● **Rows taken from a pointing dataset**:

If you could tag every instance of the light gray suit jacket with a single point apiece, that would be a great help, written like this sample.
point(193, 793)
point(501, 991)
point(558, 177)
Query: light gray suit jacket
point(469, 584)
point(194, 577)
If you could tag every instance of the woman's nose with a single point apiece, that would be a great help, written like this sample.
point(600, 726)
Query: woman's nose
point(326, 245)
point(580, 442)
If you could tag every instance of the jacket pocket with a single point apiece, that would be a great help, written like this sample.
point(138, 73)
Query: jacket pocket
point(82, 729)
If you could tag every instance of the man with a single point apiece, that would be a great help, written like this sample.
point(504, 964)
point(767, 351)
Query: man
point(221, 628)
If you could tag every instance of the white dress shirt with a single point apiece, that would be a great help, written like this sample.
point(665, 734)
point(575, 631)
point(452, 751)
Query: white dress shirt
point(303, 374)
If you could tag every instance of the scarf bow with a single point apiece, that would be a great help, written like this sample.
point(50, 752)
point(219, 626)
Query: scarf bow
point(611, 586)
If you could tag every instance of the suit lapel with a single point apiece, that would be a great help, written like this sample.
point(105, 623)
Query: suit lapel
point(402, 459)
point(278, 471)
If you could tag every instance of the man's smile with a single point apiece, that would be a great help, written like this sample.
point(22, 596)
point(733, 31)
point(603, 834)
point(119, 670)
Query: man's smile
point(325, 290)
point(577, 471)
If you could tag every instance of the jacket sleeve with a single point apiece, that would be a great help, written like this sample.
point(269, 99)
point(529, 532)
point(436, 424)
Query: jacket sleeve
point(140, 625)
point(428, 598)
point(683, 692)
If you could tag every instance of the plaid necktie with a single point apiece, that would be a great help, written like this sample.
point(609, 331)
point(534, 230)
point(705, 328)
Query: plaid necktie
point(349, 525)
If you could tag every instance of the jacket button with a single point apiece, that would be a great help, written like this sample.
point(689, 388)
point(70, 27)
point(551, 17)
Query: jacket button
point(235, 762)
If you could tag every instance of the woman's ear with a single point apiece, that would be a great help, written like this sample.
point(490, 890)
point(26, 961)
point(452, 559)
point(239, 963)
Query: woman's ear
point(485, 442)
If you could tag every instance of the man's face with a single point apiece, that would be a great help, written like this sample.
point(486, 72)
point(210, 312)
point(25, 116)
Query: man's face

● **Short task**:
Recast all of the entries above as a numbered list with one line per item, omitting any blank lines.

● **Full response**:
1. If you could tag every instance of the light gray suit jacket with a single point apiece, that would be a great help, written like this sample.
2. point(193, 793)
3. point(501, 991)
4. point(558, 177)
5. Query: light gray suit jacket
6. point(469, 584)
7. point(194, 577)
8. If you could tag every instance of the woman's nose with a single point apiece, that would be a great help, written like this sample.
9. point(600, 726)
10. Query: woman's nose
11. point(326, 245)
12. point(580, 442)
13. If you could tag every instance of the jacket pocket with a single point apiece, that would be a great help, written like this sample.
14. point(138, 73)
15. Query: jacket pocket
16. point(82, 729)
17. If you could tag every instance of the man with a single point apiece, that would be a great help, written like this sample.
18. point(504, 964)
19. point(767, 351)
20. Query: man
21. point(221, 628)
22. If you could tag every instance of the white dress shirt with a single point apiece, that would be a great help, written like this sample.
23. point(665, 734)
24. point(575, 631)
25. point(452, 751)
26. Query: white dress shirt
27. point(303, 374)
28. If you could tag every instance of the scarf bow with a single point apiece, that would be a great help, written like this sample.
29. point(50, 752)
30. point(219, 626)
31. Query: scarf bow
32. point(611, 586)
33. If you could tag every instance of the suit lapel with a single point apiece, that would be a great help, written like this sample.
34. point(105, 623)
35. Query: suit lapel
36. point(402, 459)
37. point(278, 471)
38. If you could tag every instance of the man's smile with a single point apiece, that would be a great help, written like this sample.
39. point(22, 596)
40. point(733, 31)
41. point(603, 834)
42. point(119, 670)
43. Query: man's smile
44. point(325, 290)
45. point(577, 471)
46. If you could tag every instance of the jacket sleeve with a single point apiece, that would be a great help, written like this sample.
47. point(269, 99)
48. point(529, 532)
49. point(436, 424)
50. Query: jacket sleeve
51. point(140, 625)
52. point(428, 598)
53. point(683, 692)
54. If you could tag every instance of the plaid necktie with a single point apiece, that would be a great help, written like this sample.
55. point(609, 331)
56. point(534, 230)
57. point(705, 328)
58. Query: plaid necktie
59. point(349, 525)
60. If you could tag every instance of the jacket button with a single point apiece, that would be a great help, written like this sample.
61. point(689, 388)
62. point(70, 27)
63. point(551, 17)
64. Query: jacket button
65. point(235, 762)
66. If you could tag every instance of the woman's ear with a single point apiece, that would be a great help, written like this sample.
67. point(490, 890)
68. point(26, 961)
69. point(452, 559)
70. point(239, 963)
71. Query: woman's ear
72. point(485, 442)
73. If you could tag every instance of the man's face with a single point apiece, that would be a great help, written like this sample.
74. point(486, 72)
75. point(210, 312)
76. point(25, 116)
77. Query: man's face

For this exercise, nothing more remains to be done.